= TASK DESCRIPTION =
Copy everything from the start of the material down to and including the line containing "[446, 184, 458, 199]", keeping the requests as they are. Scale every bounding-box coordinate in the answers by 1.3, rounding to whole numbers with halves rounded up, and leave the pictures out.
▼
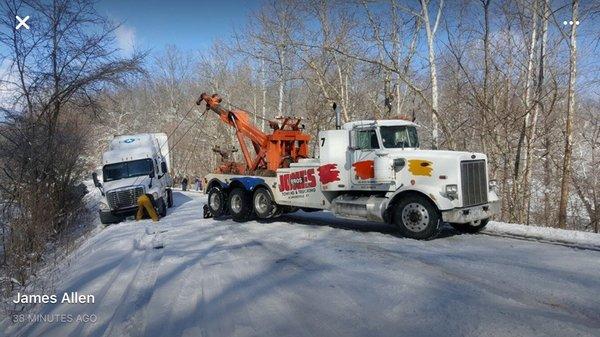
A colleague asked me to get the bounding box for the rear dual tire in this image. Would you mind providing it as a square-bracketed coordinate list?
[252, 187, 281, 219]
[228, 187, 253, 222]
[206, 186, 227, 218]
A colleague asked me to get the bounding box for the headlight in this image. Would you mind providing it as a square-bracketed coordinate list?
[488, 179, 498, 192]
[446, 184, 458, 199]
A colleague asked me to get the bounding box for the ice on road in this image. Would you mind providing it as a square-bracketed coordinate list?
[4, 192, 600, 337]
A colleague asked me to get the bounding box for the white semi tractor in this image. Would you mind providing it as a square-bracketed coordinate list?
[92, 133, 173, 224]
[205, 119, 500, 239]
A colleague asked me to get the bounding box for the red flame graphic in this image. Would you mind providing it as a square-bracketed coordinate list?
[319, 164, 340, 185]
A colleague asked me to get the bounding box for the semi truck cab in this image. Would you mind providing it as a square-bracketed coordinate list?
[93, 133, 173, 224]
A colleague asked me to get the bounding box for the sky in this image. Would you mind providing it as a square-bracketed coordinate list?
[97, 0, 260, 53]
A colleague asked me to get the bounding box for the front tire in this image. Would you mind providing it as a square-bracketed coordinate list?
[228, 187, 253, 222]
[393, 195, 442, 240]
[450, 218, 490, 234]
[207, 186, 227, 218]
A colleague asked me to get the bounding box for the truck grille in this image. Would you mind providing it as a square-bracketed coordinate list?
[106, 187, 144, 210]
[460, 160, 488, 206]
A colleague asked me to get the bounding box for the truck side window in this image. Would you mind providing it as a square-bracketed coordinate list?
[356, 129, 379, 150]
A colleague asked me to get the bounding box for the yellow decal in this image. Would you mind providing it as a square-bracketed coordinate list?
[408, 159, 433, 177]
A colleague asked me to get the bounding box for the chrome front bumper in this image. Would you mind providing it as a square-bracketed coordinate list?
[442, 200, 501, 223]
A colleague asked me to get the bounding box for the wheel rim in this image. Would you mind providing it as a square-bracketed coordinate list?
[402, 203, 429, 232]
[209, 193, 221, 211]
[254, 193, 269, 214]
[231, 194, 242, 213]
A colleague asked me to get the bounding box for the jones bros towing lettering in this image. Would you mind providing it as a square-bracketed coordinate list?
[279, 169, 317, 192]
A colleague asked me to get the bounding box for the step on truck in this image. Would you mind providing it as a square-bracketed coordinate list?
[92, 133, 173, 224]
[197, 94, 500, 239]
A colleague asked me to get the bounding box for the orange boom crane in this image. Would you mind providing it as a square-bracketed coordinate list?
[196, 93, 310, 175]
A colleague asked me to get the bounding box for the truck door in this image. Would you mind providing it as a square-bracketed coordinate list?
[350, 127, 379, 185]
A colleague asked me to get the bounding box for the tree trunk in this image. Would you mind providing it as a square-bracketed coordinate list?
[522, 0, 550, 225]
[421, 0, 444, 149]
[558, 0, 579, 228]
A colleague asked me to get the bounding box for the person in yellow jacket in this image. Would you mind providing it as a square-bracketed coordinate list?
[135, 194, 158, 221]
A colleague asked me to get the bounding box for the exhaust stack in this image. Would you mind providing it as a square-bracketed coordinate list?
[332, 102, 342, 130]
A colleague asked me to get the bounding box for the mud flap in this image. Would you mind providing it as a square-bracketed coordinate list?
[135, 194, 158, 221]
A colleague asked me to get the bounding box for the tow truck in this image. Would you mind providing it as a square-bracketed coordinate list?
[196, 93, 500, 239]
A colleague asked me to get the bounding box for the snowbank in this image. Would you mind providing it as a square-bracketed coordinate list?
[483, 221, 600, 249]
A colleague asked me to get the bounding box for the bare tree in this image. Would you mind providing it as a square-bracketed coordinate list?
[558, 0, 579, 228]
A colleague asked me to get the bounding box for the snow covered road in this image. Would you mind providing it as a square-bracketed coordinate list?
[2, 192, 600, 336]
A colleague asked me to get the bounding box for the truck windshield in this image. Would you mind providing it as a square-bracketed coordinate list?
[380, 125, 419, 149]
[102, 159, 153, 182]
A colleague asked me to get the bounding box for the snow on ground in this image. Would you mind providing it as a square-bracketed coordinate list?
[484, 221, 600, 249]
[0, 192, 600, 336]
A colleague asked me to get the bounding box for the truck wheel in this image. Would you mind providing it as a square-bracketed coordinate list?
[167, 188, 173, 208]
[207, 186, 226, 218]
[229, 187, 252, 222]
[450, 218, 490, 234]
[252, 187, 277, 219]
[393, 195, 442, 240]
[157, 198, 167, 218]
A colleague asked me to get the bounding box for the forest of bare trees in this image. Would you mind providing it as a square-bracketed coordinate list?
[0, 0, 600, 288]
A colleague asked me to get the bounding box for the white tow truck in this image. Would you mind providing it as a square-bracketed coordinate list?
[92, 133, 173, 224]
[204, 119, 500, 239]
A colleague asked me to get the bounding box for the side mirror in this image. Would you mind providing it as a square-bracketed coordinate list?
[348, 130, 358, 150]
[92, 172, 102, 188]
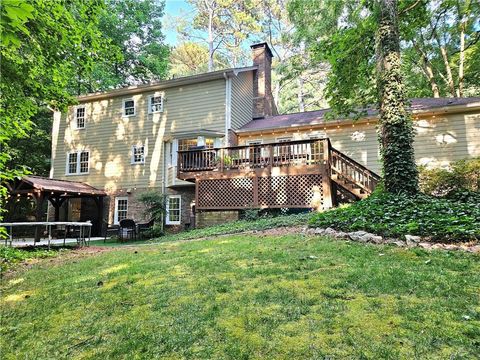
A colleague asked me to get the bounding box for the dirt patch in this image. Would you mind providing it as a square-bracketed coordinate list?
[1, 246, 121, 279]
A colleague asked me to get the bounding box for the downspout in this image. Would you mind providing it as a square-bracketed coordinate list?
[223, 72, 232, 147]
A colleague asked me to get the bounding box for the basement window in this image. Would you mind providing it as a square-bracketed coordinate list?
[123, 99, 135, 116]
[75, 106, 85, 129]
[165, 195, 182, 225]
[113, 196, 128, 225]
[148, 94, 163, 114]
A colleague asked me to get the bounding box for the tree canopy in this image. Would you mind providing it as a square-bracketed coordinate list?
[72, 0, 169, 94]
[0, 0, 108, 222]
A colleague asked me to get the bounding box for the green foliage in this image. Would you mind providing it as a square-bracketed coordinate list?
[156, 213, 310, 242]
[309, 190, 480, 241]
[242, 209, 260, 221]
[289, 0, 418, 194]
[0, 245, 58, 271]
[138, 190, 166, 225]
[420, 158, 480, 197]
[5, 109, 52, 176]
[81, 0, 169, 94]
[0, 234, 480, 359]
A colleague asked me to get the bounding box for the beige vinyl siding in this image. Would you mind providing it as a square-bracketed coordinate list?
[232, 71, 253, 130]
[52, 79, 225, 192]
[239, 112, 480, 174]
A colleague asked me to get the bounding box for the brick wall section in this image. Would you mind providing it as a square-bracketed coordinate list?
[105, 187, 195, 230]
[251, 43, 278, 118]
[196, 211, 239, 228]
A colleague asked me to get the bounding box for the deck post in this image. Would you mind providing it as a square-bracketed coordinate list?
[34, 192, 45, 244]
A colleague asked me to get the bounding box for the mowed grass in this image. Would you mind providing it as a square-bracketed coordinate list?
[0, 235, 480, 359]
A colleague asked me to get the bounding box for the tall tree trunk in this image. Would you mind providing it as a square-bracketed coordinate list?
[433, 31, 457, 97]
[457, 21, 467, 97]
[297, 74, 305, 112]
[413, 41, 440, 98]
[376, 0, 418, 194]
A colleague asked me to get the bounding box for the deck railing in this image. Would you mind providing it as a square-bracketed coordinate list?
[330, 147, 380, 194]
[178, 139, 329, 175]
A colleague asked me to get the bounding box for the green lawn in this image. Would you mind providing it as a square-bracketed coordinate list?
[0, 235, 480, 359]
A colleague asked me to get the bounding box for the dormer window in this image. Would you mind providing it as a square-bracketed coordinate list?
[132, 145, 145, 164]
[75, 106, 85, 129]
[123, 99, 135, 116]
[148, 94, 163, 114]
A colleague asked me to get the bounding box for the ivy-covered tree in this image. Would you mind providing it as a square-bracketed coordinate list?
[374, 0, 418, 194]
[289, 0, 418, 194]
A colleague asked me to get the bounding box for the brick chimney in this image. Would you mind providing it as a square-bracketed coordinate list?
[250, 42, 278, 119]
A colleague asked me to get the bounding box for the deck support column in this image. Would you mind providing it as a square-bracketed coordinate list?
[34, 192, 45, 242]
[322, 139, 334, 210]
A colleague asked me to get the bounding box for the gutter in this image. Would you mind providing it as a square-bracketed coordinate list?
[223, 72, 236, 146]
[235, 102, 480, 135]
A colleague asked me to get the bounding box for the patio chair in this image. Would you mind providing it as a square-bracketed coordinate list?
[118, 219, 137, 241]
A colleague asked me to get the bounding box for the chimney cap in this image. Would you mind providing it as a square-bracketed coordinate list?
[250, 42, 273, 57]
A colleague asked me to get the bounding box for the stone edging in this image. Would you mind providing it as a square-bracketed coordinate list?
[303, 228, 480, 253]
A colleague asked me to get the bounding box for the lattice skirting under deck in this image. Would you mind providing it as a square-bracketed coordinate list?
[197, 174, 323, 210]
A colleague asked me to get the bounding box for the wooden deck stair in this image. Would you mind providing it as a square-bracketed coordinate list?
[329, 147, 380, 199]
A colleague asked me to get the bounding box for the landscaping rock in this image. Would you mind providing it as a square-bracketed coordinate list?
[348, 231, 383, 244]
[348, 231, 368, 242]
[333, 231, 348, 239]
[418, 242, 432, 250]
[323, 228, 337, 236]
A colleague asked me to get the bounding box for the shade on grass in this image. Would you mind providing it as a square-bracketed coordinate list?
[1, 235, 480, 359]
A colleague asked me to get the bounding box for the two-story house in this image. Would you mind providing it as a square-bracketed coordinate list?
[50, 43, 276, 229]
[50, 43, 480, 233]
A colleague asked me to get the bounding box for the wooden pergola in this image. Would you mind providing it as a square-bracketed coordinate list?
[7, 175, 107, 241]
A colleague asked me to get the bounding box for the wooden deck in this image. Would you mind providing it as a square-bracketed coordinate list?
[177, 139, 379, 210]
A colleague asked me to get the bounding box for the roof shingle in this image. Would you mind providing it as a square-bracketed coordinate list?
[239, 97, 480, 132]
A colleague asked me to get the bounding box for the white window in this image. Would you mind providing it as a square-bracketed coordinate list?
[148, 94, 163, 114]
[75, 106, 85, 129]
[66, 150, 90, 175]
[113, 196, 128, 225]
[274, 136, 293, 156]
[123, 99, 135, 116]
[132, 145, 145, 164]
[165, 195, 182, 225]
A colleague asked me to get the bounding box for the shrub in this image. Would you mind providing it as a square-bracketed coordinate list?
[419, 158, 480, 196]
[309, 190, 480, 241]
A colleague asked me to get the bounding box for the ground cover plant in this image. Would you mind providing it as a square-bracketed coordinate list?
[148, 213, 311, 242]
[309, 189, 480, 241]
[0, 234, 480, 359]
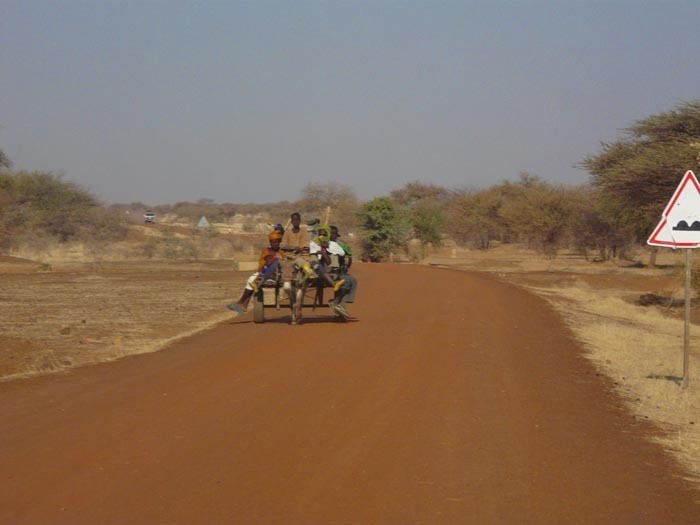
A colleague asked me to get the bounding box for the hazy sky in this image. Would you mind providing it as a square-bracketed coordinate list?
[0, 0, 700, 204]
▲
= CORRECT RESPONSE =
A colleague asked me to get the bounding box for the rear dual tire in this image. Would you mind providing it as a square-bracketed coordinate list?
[328, 243, 365, 285]
[296, 243, 329, 289]
[268, 242, 295, 283]
A colleague asked me to get the bounding box for the headlight in this image. Would you mind providing it as a square-bracketed coordinate list?
[634, 233, 647, 250]
[580, 239, 595, 259]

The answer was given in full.